### Prompt
Could you rewrite everything in the data from the line containing "Highlight bicycle pedal." down to the line containing "[560,159,565,189]", keeping every line in order and shifting each bounding-box coordinate up by 25?

### Extracted entries

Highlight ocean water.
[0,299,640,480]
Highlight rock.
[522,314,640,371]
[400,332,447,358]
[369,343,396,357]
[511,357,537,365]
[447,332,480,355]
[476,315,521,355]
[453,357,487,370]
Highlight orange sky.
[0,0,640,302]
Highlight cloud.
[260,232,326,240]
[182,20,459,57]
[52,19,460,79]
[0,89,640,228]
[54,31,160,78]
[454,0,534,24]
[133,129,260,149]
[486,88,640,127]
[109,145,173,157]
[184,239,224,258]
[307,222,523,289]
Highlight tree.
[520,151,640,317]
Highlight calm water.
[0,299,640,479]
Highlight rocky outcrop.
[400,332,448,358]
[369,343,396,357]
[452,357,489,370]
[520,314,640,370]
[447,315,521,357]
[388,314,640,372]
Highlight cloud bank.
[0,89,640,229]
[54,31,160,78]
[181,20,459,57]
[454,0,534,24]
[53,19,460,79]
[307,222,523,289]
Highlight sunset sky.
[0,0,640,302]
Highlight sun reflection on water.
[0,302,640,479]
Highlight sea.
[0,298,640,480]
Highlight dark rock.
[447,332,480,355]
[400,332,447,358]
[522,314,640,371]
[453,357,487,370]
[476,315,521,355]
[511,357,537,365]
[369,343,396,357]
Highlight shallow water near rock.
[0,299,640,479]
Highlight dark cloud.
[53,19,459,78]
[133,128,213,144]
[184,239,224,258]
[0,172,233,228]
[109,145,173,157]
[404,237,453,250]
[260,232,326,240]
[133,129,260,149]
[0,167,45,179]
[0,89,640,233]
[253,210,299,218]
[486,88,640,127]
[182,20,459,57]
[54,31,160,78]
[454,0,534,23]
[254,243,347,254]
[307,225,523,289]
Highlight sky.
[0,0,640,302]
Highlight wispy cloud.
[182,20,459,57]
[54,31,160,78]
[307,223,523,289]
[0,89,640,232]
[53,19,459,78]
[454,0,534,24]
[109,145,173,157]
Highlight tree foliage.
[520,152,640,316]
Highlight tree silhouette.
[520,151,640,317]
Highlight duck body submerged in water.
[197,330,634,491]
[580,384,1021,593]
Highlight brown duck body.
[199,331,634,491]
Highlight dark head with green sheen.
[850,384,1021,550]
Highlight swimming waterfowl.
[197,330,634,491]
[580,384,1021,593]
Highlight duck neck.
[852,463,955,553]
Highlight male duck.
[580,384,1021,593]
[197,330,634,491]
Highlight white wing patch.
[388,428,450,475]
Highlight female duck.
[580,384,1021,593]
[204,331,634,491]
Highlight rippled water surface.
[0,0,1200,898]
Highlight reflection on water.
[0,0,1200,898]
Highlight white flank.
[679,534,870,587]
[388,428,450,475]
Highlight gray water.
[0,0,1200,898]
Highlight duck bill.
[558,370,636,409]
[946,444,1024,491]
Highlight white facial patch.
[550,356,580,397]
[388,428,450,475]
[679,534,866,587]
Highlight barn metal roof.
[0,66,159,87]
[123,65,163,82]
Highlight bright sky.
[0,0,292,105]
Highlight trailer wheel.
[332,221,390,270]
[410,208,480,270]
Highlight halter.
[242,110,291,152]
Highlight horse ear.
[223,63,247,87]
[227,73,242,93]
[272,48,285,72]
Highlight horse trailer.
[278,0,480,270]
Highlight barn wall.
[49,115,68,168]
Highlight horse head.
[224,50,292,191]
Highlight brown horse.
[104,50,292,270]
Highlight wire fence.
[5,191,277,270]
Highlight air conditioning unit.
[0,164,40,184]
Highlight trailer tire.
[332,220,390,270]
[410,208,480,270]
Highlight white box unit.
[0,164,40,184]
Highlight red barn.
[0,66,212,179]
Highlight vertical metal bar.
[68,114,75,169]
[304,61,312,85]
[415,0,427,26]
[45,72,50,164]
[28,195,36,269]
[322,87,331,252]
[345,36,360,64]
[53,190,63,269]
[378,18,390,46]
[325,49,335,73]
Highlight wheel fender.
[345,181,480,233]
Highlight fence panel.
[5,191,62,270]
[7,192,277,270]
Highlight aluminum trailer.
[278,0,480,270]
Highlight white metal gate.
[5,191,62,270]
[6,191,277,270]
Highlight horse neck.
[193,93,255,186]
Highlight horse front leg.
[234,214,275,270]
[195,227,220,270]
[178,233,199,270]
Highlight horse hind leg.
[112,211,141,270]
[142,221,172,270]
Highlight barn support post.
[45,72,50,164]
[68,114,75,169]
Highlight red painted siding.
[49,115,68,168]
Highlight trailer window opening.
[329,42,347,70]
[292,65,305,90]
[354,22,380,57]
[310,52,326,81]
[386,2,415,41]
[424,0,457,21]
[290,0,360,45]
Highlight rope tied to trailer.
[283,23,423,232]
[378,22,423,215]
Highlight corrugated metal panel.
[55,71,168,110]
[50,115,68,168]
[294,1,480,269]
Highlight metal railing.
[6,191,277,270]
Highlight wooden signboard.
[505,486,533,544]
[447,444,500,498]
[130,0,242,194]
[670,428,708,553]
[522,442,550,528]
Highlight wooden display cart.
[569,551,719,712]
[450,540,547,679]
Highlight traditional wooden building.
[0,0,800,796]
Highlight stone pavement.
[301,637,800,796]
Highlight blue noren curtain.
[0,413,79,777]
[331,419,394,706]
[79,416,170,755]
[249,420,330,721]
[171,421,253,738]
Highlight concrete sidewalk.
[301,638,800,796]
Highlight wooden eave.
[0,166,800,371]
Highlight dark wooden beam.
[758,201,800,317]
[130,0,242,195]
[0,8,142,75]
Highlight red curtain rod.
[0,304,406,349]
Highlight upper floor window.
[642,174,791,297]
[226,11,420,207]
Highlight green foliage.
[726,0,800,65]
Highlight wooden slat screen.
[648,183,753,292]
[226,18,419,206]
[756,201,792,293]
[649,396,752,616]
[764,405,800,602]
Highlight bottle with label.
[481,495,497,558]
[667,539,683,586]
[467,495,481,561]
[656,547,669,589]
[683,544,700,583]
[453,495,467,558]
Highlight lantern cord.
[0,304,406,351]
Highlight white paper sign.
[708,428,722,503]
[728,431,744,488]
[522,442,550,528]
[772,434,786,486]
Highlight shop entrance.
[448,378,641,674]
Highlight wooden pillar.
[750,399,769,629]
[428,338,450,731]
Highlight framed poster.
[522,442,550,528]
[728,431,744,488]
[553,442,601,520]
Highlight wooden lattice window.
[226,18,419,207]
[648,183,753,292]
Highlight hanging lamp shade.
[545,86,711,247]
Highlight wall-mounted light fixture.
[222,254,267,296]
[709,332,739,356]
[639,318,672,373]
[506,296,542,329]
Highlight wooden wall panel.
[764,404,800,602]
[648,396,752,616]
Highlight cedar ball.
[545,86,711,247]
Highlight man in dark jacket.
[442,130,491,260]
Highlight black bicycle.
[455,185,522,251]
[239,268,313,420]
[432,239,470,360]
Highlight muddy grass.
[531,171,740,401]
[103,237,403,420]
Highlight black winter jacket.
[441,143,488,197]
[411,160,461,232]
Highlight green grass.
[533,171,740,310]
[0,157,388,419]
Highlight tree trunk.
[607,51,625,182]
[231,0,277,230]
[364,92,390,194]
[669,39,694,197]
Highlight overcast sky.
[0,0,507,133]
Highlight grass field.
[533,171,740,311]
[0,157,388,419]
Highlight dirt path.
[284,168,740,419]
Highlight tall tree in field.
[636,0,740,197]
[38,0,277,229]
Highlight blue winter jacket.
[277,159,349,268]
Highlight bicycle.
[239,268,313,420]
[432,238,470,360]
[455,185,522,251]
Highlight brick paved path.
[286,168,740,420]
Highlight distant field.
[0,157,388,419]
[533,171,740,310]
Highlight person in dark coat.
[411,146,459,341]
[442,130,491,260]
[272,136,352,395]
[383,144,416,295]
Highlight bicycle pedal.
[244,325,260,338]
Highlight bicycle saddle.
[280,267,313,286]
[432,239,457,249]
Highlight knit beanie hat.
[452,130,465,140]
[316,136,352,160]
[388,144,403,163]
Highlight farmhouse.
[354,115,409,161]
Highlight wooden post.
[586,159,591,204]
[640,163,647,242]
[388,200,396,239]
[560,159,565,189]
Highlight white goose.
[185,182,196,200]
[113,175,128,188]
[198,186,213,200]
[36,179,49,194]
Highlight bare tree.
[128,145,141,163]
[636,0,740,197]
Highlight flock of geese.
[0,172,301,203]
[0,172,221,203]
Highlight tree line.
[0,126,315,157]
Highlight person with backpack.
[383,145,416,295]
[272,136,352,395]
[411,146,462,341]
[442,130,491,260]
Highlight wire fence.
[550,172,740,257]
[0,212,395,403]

### Written response
Highlight bicycle pedal.
[269,350,285,363]
Highlight bicycle saddle.
[305,292,338,311]
[457,264,482,274]
Highlight knit beanie hat.
[477,155,490,165]
[341,161,377,185]
[413,169,428,188]
Highlight farmhouse.
[379,140,434,186]
Highlight wooden post.
[611,184,616,229]
[665,188,672,267]
[413,225,421,264]
[585,184,590,214]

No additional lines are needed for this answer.